[WHAT IS NEEDED] The records are to be restated in their entirety, word for word.

+++

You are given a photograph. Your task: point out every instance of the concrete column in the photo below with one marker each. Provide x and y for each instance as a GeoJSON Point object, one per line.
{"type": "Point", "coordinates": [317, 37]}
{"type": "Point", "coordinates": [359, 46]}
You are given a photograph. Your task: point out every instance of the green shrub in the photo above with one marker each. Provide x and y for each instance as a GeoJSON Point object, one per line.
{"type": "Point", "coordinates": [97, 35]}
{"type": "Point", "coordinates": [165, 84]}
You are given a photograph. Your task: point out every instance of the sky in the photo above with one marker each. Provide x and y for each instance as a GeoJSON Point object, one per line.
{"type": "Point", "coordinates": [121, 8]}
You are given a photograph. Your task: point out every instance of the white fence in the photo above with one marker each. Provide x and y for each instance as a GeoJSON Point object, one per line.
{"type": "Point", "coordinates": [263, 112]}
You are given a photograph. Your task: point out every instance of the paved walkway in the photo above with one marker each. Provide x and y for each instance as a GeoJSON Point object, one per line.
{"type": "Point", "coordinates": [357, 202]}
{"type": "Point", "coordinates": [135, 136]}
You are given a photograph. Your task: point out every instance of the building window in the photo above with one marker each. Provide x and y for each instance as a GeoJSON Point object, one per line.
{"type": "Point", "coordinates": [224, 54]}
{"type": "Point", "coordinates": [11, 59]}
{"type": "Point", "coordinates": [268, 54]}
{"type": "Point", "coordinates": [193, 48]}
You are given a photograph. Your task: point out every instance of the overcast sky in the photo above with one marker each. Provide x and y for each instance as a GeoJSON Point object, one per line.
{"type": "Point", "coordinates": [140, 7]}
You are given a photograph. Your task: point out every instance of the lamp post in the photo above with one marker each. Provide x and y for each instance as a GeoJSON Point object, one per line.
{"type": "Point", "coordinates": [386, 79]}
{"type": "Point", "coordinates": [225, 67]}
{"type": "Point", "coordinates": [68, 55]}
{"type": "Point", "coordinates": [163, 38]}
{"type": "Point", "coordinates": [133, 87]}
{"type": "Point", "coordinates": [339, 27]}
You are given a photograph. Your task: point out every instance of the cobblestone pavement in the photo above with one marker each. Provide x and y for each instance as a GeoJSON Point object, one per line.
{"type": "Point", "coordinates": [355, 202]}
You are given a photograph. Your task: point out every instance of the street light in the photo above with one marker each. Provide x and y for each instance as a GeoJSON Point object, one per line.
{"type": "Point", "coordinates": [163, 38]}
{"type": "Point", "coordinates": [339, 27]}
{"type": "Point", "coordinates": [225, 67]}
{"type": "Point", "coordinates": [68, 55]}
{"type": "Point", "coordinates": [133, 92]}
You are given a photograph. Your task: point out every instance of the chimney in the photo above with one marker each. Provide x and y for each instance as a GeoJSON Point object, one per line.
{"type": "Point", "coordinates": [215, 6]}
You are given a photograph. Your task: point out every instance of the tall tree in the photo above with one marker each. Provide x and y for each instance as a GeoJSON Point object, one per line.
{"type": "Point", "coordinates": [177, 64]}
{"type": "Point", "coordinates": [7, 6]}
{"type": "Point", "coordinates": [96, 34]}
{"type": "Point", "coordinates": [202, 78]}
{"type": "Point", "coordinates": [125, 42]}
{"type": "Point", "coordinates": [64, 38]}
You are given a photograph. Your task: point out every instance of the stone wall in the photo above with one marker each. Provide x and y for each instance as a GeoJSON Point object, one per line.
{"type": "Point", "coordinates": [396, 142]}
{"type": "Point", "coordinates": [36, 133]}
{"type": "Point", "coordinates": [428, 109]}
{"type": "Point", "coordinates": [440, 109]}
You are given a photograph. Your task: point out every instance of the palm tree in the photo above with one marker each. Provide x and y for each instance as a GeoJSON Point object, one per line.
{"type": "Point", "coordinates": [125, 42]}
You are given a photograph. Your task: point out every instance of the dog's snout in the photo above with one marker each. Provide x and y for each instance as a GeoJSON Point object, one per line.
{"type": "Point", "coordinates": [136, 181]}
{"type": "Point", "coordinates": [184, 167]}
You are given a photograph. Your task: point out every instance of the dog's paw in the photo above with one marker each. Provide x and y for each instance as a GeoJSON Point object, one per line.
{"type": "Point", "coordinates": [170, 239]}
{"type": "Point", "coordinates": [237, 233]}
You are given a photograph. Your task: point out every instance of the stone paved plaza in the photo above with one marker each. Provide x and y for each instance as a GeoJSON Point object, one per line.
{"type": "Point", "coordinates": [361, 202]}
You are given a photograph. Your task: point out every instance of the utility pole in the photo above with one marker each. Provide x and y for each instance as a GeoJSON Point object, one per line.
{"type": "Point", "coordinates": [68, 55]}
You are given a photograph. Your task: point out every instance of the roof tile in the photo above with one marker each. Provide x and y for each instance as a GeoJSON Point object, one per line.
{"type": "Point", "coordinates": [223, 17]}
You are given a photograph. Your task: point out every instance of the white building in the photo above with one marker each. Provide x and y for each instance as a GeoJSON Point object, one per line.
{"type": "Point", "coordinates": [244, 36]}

+++

[ANSWER TO THE TASK]
You are given a photograph. Your task: point out every instance of the concrete column in the photo below with one marker each. Provide x and y for each instance as a GeoJSON Point object, one per line.
{"type": "Point", "coordinates": [317, 37]}
{"type": "Point", "coordinates": [359, 46]}
You are given a photograph. Your task: point out every instance of the green shrub in the photo above with one marker each. Provide x and y for each instance as a GeoJSON Point object, one per line.
{"type": "Point", "coordinates": [97, 35]}
{"type": "Point", "coordinates": [165, 84]}
You are given a photograph. Your task: point out every instance of the sky in the photo above with one marker each. Provide x and y for each instance as a GeoJSON Point object, one per line.
{"type": "Point", "coordinates": [121, 8]}
You are given a photograph. Your task: point out every instance of the white fence in the photo above with one marker each. Provide x and y for each instance as a GeoJSON Point object, one per line.
{"type": "Point", "coordinates": [263, 112]}
You are given a photograph. Your task: point out every instance of the paved walkway in the photo above with one marker each. Provide x and y for each instance as a GeoJSON Point object, one per line.
{"type": "Point", "coordinates": [357, 202]}
{"type": "Point", "coordinates": [135, 136]}
You are given a photograph. Your task: point out every instance of the building window in the photo above with one marker each. Provide x and y for each instance as a GeoJSON Point object, one per line.
{"type": "Point", "coordinates": [224, 54]}
{"type": "Point", "coordinates": [11, 59]}
{"type": "Point", "coordinates": [268, 54]}
{"type": "Point", "coordinates": [193, 48]}
You are given a photograph. Your task: point out every instance of the overcast sky in the photo above with one marker each. Provide x and y for each instance as a GeoJSON Point object, one per line.
{"type": "Point", "coordinates": [140, 7]}
You are given a photograph. Your task: point out every instance of the lamp post in the photo above with one marker each. Provide x and y for each instance as a GeoJSON Point object, one per line.
{"type": "Point", "coordinates": [386, 79]}
{"type": "Point", "coordinates": [225, 67]}
{"type": "Point", "coordinates": [68, 55]}
{"type": "Point", "coordinates": [163, 38]}
{"type": "Point", "coordinates": [133, 87]}
{"type": "Point", "coordinates": [339, 27]}
You are given a photograph. Your task: point out every instance of the cobblestone pavement in the photo above with one marker each. Provide x and y for each instance as a GeoJSON Point object, one per line.
{"type": "Point", "coordinates": [355, 202]}
You are given a photograph. Your task: point out every instance of the street light in the photo above with one marker each. Provide x and y for each instance as a GeoJSON Point object, one per line.
{"type": "Point", "coordinates": [163, 38]}
{"type": "Point", "coordinates": [339, 27]}
{"type": "Point", "coordinates": [225, 67]}
{"type": "Point", "coordinates": [68, 55]}
{"type": "Point", "coordinates": [133, 92]}
You are given a photograph. Your task: point out every instance of the chimney in the photo above with one marker each. Provide x and y for each instance as a GeoJSON Point object, one per line.
{"type": "Point", "coordinates": [215, 6]}
You are given a photograph. Your task: point out every instance of the tall tree in the photo above with one marker each. Provide x and y for each instance as a GeoJSON Point object, one per line.
{"type": "Point", "coordinates": [177, 64]}
{"type": "Point", "coordinates": [7, 6]}
{"type": "Point", "coordinates": [96, 34]}
{"type": "Point", "coordinates": [202, 78]}
{"type": "Point", "coordinates": [125, 42]}
{"type": "Point", "coordinates": [64, 38]}
You are given a photograph. Your task: point out every instance of the stone wall in the photo above with one marker each. Provide x and y for each instance as a GeoJSON Point object, one per line.
{"type": "Point", "coordinates": [396, 142]}
{"type": "Point", "coordinates": [36, 133]}
{"type": "Point", "coordinates": [428, 109]}
{"type": "Point", "coordinates": [440, 109]}
You are given a photograph. Your task: point out every instance of the palm tree in the photo above with one marker each. Provide x and y for each instance as a GeoJSON Point object, one per line.
{"type": "Point", "coordinates": [125, 42]}
You are given a photograph. Your task: point out every instance of the dog's snout in the photo above with one marker each. Provide x and y for each instance as a GeoJSON Point object, one per line.
{"type": "Point", "coordinates": [136, 181]}
{"type": "Point", "coordinates": [184, 167]}
You are given a photograph. Your task: point out every instance of the dog's paw in the photo above with one marker each. Provide x and y for each instance as a GeoJSON Point object, one per line.
{"type": "Point", "coordinates": [170, 239]}
{"type": "Point", "coordinates": [237, 233]}
You are given a photograph. Your task: point out every instance of the stone paved plaza in the photo above with one marker each. Provide x and y for each instance as a GeoJSON Point object, one per line.
{"type": "Point", "coordinates": [361, 202]}
You are given a photograph. Your task: point out every instance of the utility pole in the photo above with one marker each. Provide x and y for each instance as a GeoJSON Point object, one per line.
{"type": "Point", "coordinates": [68, 55]}
You are given a photograph. Your task: point out every instance of the roof tile in the photo above with one marker each. Provide x and y for each instance as a GeoJSON Point object, one per line.
{"type": "Point", "coordinates": [223, 17]}
You are given a photograph. Your task: point out every instance of the white building in the photo above with one marker each. Provide x and y for each instance as a GeoJSON Point object, one per line.
{"type": "Point", "coordinates": [244, 36]}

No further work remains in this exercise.